▶ _Request_:
Return each line in the rows below that contains the word "sofa", copying every such line in full.

▶ _Given data_:
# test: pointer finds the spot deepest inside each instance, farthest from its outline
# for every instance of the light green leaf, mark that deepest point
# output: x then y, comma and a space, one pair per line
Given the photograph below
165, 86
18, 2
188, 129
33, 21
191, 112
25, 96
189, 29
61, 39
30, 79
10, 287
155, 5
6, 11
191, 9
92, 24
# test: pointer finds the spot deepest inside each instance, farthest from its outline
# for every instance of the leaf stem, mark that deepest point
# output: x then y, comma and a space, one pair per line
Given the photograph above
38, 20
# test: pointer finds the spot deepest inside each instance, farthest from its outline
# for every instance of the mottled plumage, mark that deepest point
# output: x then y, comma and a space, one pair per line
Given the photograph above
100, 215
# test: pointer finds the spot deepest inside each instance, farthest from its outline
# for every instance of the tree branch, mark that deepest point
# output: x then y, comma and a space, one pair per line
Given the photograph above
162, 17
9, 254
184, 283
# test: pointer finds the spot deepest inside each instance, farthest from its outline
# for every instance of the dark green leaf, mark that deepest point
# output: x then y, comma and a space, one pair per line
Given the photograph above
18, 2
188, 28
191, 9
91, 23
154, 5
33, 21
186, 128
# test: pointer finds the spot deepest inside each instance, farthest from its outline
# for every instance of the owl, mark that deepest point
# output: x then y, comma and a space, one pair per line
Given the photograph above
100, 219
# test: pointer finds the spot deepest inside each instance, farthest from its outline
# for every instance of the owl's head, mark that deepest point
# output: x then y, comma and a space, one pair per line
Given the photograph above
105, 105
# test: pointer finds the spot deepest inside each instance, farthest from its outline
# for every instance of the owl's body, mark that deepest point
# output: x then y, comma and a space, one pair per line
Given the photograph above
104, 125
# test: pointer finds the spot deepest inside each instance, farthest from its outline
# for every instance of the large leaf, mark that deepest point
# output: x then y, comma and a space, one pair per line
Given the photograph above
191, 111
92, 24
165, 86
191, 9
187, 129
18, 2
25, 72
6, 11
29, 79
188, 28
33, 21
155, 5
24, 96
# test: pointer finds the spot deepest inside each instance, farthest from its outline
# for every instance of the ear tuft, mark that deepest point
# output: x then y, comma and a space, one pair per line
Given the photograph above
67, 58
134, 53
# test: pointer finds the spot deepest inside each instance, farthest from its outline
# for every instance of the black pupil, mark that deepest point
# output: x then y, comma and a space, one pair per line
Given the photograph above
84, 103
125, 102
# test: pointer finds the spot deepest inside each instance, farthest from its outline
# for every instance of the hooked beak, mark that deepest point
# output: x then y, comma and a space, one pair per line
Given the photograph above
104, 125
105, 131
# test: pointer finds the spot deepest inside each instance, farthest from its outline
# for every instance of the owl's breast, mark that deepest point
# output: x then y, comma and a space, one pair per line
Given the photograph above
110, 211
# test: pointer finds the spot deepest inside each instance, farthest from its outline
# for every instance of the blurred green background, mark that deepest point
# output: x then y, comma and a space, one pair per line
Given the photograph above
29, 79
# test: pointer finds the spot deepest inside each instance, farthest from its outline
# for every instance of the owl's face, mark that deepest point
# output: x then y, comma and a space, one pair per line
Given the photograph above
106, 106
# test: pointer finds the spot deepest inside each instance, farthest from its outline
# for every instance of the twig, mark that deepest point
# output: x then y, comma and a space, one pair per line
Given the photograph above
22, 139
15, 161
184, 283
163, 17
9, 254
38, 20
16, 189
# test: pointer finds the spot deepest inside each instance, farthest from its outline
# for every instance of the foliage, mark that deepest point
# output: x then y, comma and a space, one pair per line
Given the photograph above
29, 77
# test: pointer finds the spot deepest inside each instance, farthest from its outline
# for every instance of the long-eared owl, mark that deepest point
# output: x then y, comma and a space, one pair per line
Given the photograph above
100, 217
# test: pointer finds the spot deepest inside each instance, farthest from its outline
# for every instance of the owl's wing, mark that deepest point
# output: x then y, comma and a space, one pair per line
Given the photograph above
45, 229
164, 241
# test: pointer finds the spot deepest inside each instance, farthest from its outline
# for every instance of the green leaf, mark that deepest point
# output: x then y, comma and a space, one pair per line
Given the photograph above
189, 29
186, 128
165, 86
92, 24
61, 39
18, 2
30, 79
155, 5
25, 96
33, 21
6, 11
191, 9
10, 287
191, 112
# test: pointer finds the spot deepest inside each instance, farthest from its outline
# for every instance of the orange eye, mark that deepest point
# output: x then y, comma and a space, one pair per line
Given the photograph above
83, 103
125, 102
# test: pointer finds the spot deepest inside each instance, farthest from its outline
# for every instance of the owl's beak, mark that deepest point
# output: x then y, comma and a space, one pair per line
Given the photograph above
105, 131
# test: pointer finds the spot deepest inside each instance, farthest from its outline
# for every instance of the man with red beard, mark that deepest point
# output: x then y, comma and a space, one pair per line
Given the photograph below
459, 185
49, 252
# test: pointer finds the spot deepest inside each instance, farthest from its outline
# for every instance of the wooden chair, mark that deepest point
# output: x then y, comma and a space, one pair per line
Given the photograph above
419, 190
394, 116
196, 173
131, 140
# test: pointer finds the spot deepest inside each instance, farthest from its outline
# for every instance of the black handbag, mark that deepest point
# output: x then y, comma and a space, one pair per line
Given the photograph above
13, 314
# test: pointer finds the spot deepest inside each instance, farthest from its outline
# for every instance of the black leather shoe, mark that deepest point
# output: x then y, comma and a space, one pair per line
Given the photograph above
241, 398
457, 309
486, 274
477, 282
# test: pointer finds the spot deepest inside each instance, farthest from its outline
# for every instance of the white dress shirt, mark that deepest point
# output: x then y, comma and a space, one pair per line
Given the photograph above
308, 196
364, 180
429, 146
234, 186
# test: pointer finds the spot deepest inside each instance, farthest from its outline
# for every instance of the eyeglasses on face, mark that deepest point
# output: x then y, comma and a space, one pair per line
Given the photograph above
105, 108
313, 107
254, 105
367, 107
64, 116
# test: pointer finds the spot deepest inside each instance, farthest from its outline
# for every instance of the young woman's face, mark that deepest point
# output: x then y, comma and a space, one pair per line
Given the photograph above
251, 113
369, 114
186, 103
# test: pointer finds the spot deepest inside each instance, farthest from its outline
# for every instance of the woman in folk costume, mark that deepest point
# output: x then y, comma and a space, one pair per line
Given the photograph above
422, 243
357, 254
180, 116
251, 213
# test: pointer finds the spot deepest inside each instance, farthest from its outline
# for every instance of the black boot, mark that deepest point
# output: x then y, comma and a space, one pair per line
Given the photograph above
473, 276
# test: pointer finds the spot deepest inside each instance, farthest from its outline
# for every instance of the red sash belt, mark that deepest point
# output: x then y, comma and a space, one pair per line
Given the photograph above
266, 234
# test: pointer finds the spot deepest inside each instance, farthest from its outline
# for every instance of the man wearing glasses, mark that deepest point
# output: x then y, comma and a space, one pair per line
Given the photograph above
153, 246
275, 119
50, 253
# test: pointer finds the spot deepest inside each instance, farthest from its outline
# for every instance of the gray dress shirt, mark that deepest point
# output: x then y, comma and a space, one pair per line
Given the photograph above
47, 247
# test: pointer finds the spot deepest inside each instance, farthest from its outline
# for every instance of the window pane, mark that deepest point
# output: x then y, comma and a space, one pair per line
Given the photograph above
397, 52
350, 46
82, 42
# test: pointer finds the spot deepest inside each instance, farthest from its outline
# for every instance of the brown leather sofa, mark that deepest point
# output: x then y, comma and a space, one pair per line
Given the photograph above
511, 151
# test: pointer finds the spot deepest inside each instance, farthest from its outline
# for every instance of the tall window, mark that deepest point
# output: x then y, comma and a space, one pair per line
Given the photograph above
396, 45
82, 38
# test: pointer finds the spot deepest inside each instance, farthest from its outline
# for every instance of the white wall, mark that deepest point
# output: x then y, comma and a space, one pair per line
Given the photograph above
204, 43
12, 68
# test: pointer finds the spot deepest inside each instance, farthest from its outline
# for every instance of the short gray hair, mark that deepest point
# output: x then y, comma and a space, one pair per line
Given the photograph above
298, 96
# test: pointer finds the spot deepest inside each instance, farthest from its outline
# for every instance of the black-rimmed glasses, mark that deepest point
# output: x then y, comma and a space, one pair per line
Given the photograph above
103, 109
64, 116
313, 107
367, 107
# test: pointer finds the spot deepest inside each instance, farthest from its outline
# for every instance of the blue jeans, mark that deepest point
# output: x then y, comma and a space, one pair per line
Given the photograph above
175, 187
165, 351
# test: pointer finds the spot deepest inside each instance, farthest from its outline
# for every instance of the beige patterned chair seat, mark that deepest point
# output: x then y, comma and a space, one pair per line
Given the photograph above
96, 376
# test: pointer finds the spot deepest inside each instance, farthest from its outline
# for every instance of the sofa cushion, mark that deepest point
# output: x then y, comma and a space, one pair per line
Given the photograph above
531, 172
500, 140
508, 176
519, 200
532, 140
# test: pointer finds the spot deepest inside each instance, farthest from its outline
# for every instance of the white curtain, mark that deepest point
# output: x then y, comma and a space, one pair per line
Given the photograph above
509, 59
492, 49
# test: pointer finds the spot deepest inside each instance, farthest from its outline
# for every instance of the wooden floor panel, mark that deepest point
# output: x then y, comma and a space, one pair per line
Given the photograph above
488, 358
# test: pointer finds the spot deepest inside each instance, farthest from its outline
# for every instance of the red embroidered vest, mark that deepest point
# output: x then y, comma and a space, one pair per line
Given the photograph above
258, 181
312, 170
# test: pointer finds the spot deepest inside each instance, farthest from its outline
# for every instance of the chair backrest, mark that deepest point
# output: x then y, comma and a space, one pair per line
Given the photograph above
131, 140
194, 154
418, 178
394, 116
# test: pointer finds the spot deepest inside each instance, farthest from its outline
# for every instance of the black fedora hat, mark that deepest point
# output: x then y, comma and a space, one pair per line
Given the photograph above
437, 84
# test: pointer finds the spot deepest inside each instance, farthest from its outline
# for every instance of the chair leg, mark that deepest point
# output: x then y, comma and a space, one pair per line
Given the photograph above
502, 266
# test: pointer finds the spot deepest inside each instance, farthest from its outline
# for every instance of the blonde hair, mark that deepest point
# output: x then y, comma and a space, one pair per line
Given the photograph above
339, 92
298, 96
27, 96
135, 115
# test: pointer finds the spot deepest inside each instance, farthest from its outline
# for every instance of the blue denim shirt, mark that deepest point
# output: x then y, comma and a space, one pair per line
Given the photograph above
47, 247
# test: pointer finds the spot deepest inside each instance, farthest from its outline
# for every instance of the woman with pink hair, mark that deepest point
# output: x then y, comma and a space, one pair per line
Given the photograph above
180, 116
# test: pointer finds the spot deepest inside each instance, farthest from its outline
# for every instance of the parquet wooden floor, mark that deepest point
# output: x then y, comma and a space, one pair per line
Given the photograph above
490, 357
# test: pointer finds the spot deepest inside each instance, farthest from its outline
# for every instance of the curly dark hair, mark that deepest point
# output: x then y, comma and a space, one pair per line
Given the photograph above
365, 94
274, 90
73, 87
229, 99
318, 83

▶ _Correct output_:
# for every instance of the brown leather sofa, mark that deepest point
# for every instance of the sofa cushion, mark that deepest point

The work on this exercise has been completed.